__EXERCISE GOAL__: Return the material below in full and exactly.

########################################

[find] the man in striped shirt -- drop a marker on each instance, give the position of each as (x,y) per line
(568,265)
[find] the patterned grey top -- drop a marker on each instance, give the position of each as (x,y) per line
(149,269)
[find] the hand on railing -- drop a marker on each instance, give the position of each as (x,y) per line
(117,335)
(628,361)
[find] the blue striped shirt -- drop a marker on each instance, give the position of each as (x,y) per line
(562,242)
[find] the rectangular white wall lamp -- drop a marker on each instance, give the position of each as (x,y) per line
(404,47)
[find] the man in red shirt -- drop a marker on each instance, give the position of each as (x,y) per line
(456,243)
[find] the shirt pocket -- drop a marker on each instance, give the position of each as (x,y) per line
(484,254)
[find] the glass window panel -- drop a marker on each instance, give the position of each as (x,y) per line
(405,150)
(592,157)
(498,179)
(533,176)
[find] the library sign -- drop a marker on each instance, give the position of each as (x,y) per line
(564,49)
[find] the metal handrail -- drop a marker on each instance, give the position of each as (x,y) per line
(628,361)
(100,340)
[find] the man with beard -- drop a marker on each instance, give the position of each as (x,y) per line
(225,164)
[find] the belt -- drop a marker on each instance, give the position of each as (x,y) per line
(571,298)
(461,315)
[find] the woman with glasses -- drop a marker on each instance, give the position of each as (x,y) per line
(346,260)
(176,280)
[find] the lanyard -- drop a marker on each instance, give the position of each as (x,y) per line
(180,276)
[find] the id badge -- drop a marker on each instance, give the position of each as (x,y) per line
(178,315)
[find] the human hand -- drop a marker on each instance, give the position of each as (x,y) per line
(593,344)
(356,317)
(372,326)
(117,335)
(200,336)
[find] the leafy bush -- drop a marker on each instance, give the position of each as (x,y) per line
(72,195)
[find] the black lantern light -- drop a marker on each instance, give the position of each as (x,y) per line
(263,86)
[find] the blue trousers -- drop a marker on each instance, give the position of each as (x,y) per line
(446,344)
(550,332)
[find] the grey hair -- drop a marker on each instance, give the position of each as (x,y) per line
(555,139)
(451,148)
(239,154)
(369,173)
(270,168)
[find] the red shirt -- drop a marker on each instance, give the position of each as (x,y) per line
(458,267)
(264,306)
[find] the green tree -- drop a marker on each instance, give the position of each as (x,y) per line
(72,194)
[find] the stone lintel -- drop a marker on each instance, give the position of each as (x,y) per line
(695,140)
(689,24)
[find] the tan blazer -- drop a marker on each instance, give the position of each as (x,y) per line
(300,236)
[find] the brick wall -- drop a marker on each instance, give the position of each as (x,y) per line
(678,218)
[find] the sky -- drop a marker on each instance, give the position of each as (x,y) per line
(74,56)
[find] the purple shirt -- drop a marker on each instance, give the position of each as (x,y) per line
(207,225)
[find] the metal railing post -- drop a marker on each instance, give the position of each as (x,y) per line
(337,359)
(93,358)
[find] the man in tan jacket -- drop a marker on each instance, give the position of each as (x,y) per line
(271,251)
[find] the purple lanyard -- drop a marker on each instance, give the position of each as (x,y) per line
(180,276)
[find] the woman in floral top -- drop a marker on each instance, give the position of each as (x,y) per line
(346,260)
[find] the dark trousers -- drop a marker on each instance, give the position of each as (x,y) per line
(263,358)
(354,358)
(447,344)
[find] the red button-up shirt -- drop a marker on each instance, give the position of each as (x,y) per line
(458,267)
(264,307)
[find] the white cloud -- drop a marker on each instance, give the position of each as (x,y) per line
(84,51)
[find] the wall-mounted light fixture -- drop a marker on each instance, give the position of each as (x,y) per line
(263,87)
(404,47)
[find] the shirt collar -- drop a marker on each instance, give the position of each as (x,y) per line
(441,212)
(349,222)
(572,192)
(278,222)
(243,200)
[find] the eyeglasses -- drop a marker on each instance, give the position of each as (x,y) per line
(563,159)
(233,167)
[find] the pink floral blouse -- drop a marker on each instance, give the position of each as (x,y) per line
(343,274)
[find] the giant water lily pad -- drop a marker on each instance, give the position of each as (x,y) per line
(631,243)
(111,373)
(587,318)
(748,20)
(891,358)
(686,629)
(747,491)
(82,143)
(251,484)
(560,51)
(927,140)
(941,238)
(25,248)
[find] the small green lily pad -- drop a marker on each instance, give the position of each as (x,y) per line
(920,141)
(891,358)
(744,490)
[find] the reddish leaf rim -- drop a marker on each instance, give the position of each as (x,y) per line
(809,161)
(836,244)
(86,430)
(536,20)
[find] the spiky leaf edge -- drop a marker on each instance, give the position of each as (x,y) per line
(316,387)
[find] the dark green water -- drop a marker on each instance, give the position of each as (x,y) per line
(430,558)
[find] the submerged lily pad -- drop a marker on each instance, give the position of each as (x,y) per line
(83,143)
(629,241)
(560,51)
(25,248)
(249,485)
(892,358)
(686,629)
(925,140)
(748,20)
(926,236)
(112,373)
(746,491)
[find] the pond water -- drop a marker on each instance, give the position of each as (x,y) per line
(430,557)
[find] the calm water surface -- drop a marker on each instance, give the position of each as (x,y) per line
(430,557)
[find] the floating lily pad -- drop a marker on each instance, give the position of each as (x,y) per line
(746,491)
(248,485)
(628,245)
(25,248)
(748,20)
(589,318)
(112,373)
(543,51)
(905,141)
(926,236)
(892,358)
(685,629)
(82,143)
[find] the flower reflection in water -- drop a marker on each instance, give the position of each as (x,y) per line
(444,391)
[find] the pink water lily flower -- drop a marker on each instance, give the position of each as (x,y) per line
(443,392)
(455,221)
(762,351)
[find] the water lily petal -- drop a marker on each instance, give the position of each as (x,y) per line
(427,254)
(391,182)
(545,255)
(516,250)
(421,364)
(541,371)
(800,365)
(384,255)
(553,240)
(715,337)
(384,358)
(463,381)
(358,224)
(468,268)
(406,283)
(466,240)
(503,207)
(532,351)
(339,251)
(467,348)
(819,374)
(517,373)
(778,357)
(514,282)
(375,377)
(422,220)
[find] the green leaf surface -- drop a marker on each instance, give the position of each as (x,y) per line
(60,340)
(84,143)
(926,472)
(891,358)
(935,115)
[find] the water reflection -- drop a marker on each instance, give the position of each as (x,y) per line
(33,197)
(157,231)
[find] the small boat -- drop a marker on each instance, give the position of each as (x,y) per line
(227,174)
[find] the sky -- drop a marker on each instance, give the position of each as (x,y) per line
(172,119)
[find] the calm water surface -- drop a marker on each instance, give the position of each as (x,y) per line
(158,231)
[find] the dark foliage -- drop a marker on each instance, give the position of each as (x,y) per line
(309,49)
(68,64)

########################################

__FINAL RESULT__:
[find] the man in striped shirt -- drop a marker on each instance, give the position of each as (x,y) per line
(568,265)
[find] the patterned grey top -- drop a marker on each instance, give the position of each as (x,y) per line
(149,269)
[find] the hand on railing -- drop a marker on each instance, give the position of each as (x,y) per line
(117,335)
(628,361)
[find] the blue striped shirt -- drop a marker on each instance, give the position of each as (x,y) per line
(562,242)
[find] the rectangular white wall lamp -- drop a marker on each instance, give the position of each as (x,y) per line
(404,47)
[find] the man in red shirt -- drop a marker on each instance, give the position of each as (x,y) per line
(456,243)
[find] the shirt pocket -- drop a marker on each instance, give the position of each as (x,y) per line
(484,254)
[find] the glass window panel -- drop a marker on each instance, give the position of each as (x,y) per line
(405,150)
(592,157)
(498,179)
(533,176)
[find] the library sign -- drop a marker on each instance, give the position of each as (x,y) per line
(564,49)
[find] the metal handrail -- drop a marker on each instance, give the position of each as (x,y) per line
(628,361)
(100,340)
[find] the man with beard -- drop a marker on each instance, give the position of each as (x,y) per line
(225,164)
[find] the belt -- drop a marker on each instance, give the position of each as (x,y) per line
(571,298)
(461,315)
[find] the woman with glasses -- drop a marker on each instance, give the position of each as (x,y) per line
(346,260)
(176,280)
[find] the lanyard -- drop a marker on each instance, give the position of each as (x,y) per line
(180,276)
[find] the id badge -- drop a marker on each instance, give the position of each as (x,y) per line
(178,315)
[find] the human hand -- drop a marker on each instance, give the position of each as (x,y) per line
(593,344)
(356,317)
(372,326)
(117,335)
(200,336)
[find] the leafy bush -- drop a marker on each instance, give the position of each as (x,y) per line
(72,195)
[find] the black lantern light -- drop a marker on each instance, give the position of each as (x,y) per line
(263,86)
[find] the blue trousers -- drop a marker on each instance, give the position of each as (x,y) per line
(446,344)
(550,332)
[find] the grey hair -- drop a marker on each instance, give the position of each as (x,y) per line
(555,139)
(451,148)
(239,154)
(369,173)
(270,168)
[find] the red shirt -- drop a marker on each instance, give the position of each as (x,y) per line
(458,267)
(264,306)
[find] the green tree -- drop a marker on each instance, give the position of each as (x,y) per line
(72,194)
[find] the stone lintel -- drop a marker on each instance, give the position of each as (x,y) per line
(695,140)
(689,24)
[find] the tan blazer -- drop a marker on each instance, give the position of each as (x,y) per line
(300,236)
[find] the brick wall -- drop a marker on each instance, give the position of each as (x,y) per line
(678,218)
[find] the sky -- drop a marker on each instance, give the position of each as (x,y) per line
(74,56)
[find] the purple shirt -- drop a marker on each instance, give the position of each as (x,y) per line
(207,225)
[find] the metal railing post -- drop a marker on each instance, give the position of each as (x,y) per line
(337,359)
(93,358)
[find] the man in tan jacket -- drop a marker on each instance, give the position of each as (x,y) per line
(271,251)
[find] the purple lanyard -- drop a marker on each instance, give the position of each as (x,y) per line
(180,276)
[find] the woman in floral top -- drop a marker on each instance, give the position of each as (x,y) per line
(346,260)
[find] the dark trousers -- drop a marker on each instance, give the position of each as (x,y) per line
(263,358)
(354,358)
(447,344)
[find] the red button-up shirt -- drop a marker on each instance, give the position of each as (x,y) per line
(458,267)
(264,307)
[find] the white cloud -- drop a marker on each instance, give the position of each as (x,y) per line
(84,51)
[find] the wall-mounted light fixture -- drop a marker on each instance, give the position of each as (x,y) per line
(263,87)
(404,47)
[find] the shirt collar -- drop a marker on each instance, give the position of each as (x,y) per line
(441,212)
(349,222)
(572,192)
(278,222)
(243,200)
[find] the eyeglasses -- drop a marker on each instance, give the position of each as (x,y) per line
(563,159)
(233,167)
[find] the pink floral blouse -- drop a marker on each instance, give the position of each as (x,y) per line
(343,274)
[find] the giant water lily pad -- drop a marker on each instance, give the position of each as (x,y) per line
(631,243)
(111,373)
(587,318)
(748,20)
(891,358)
(686,629)
(747,491)
(82,143)
(251,484)
(560,51)
(927,140)
(941,238)
(25,248)
[find] the small green lily pad -- drop a marker on each instance, give the position of each as (x,y) per line
(920,141)
(891,358)
(744,490)
[find] the reddish leaf rim -- drop a marker on each instance, give the position of each as (x,y) per line
(809,161)
(836,244)
(86,430)
(536,20)
[find] the spiky leaf edge -- drop a marker on each instance, give the position of each as (x,y) per line
(316,387)
[find] the dark green water -- drop a marker on each instance, give the position of each as (x,y) per line
(430,558)
[find] the submerged lily pad -- drop a marker on each instance, give the position of each as (x,y) per line
(83,143)
(629,241)
(560,51)
(25,248)
(249,485)
(892,358)
(686,629)
(925,140)
(748,20)
(926,236)
(112,373)
(746,491)
[find] the pond water -- drop a marker on each instance, give the position of each as (x,y) per line
(430,557)
[find] the calm water surface -- drop a marker on each instance, give the position of each as (x,y) per line
(430,557)
[find] the floating lily pad -- drop a marker on each instance, give the position of each as (x,y) per line
(746,491)
(248,485)
(628,245)
(25,248)
(748,20)
(589,318)
(112,373)
(543,51)
(905,141)
(926,236)
(892,358)
(685,629)
(82,143)
[find] the flower reflection in water -- drop a marker on each instance, give the position of each as (x,y) per line
(444,391)
[find] the pink water lily flower -- drop a marker on each instance, give the position of each as (x,y) per line
(443,392)
(455,221)
(762,351)
[find] the water lily petal -- drop a marker on each instance, give the position of each as (x,y) per line
(427,254)
(391,182)
(545,255)
(516,250)
(421,364)
(541,371)
(800,365)
(384,255)
(553,240)
(715,337)
(384,358)
(463,381)
(358,224)
(468,268)
(406,283)
(466,240)
(503,207)
(532,351)
(339,251)
(467,348)
(819,374)
(517,373)
(778,357)
(514,282)
(375,377)
(422,220)
[find] the green leaf surface -- drop a marker on each instance, give the position of each as (x,y) per line
(60,340)
(84,143)
(926,472)
(891,358)
(935,115)
[find] the water reflection -- drop a marker on each instance, give the position of each as (x,y) per line
(33,197)
(157,231)
[find] the small boat -- drop a marker on each instance, give the position of each as (x,y) per line
(227,174)
[find] the sky -- drop a marker on each instance, give the position of each as (x,y) per line
(172,119)
[find] the calm water surface -- drop a marker on each instance, give the position of each as (x,y) per line
(158,231)
[find] the dark foliage -- drop a marker on each instance, give the position of each as (x,y) per line
(309,49)
(68,64)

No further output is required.